◆ Provided text ◆
↓

When you stare long enough at the text...

Nina Arsenault
Nina Arsenault




...the text stares back. — This is not yet n/a that will come later. Now it's just tease, no application, no answer.

I just found something, a gestation period and a parallel. & this is all put here because of a little bell ringing in the meat of my head. 
Salome, Ree & Nietzsche
As one of her admirers put it, 'Lou would form a passionate attachment to a man and nine months later the man gave birth to a book!' The first of these literary births was Nietzsche's; exactly nine months after meeting Lou Salomé, he produced part I of Thus Spoke Zarathustra.*
In mid-January of this year, I found something — someone fascinating — and an idea appeared, mine — an idea spawning many connected ideas in all directions —  and at a tangent, and to begin, they were liquid, barely yet approaching any solidity. Nine months later (14 Sept, 2012) I had this "vision" (not to be shared here) that rebounded upon that idea, since much grown and now kicking.

Pace Nietzsche's thoughts about artists as mothers, creativity as feminine, etc & this found passage's positing of Lou Andreas-Salomé as the father of Thus Spoke Zarathustra, I'm taken with the thought that I've discovered the paternity of Rock Paper Scissor.



*Neitzsche on Gender: Beyond Man and Woman by Frances Nesbitt Oppel, p.121.

↑

◆ Listing ◆
↓

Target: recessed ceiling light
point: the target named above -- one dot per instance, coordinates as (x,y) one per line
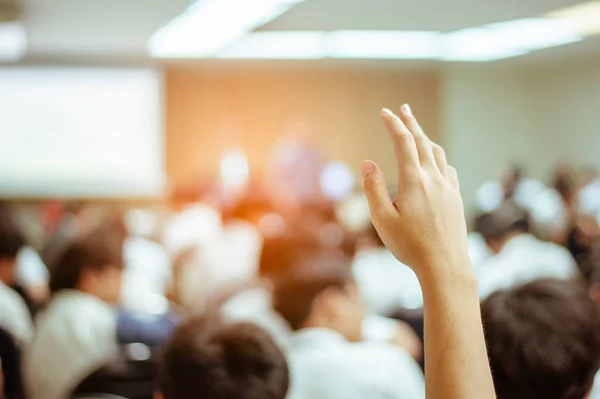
(384,44)
(13,41)
(208,26)
(506,39)
(279,45)
(584,17)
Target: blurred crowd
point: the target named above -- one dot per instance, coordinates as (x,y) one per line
(278,291)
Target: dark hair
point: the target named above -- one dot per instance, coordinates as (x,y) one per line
(97,250)
(543,340)
(213,360)
(507,218)
(11,239)
(295,292)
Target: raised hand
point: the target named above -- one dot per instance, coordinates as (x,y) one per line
(424,226)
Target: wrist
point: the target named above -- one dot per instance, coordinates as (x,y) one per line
(448,273)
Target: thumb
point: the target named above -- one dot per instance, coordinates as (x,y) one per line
(375,188)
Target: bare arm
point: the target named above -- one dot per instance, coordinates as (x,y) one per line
(424,227)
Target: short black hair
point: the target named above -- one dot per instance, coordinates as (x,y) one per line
(11,239)
(97,250)
(211,359)
(543,340)
(295,292)
(506,218)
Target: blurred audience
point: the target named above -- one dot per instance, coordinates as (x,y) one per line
(214,360)
(519,255)
(543,340)
(322,304)
(76,332)
(242,283)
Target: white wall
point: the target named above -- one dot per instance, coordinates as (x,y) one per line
(70,132)
(536,117)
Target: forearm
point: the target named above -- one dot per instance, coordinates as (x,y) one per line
(456,365)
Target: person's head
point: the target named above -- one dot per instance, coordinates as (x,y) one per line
(211,359)
(321,293)
(501,224)
(543,340)
(93,265)
(11,241)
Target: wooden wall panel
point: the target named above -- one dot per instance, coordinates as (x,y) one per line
(209,110)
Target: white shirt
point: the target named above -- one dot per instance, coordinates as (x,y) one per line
(14,315)
(255,306)
(147,275)
(75,335)
(324,365)
(479,252)
(524,258)
(384,283)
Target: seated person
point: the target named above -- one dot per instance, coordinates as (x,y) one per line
(213,360)
(133,374)
(14,314)
(322,304)
(76,332)
(543,340)
(11,386)
(519,256)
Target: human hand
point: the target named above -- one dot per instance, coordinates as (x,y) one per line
(405,338)
(424,225)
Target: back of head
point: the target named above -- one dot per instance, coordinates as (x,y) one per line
(213,360)
(507,218)
(97,252)
(294,293)
(11,239)
(543,340)
(11,242)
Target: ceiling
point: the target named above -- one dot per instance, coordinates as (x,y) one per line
(115,29)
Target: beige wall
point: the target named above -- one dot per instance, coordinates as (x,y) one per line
(208,110)
(536,116)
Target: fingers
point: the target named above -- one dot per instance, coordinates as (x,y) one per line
(440,159)
(376,190)
(423,144)
(404,144)
(453,176)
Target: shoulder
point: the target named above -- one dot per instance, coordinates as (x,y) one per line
(73,308)
(14,316)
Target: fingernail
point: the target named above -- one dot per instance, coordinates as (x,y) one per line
(366,167)
(386,112)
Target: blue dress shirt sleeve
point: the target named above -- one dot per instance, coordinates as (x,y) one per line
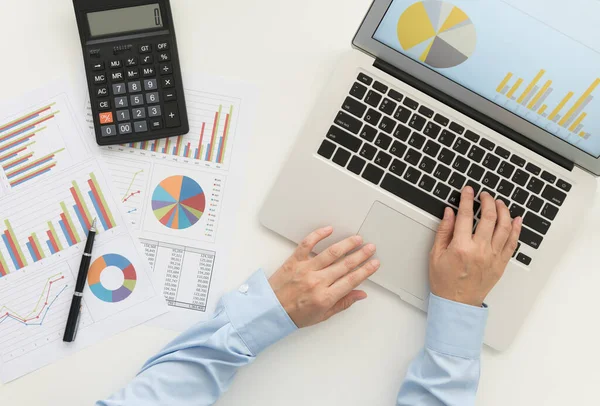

↑

◆ What to work on ◆
1. In the Salomé post, repeat the text between "Pace Nietzsche's thoughts" and "Rock Paper Scissor.", inclusive.
2. Answer these questions from the Salomé post:
(a) When did the writer find "something — someone fascinating"?
(b) Which part of Thus Spoke Zarathustra did Nietzsche produce nine months after meeting Lou Salomé?
(c) Of what does the writer think they have discovered the paternity?
3. Rewrite the paragraph of the Salomé post that begins "In mid-January of this year" in a shorter form, keeping its main facts.

◆ Results by task ◆
1.
Pace Nietzsche's thoughts about artists as mothers, creativity as feminine, etc & this found passage's positing of Lou Andreas-Salomé as the father of Thus Spoke Zarathustra, I'm taken with the thought that I've discovered the paternity of Rock Paper Scissor.

2.
(a) In mid-January of this year.
(b) Part I.
(c) Rock Paper Scissor.

3. In mid-January of this year, I found someone fascinating, and an idea of mine appeared that spawned many connected ideas, at first still liquid. Nine months later, on 14 Sept, 2012, I had a "vision" (not shared here) that rebounded upon that idea, which had since grown much.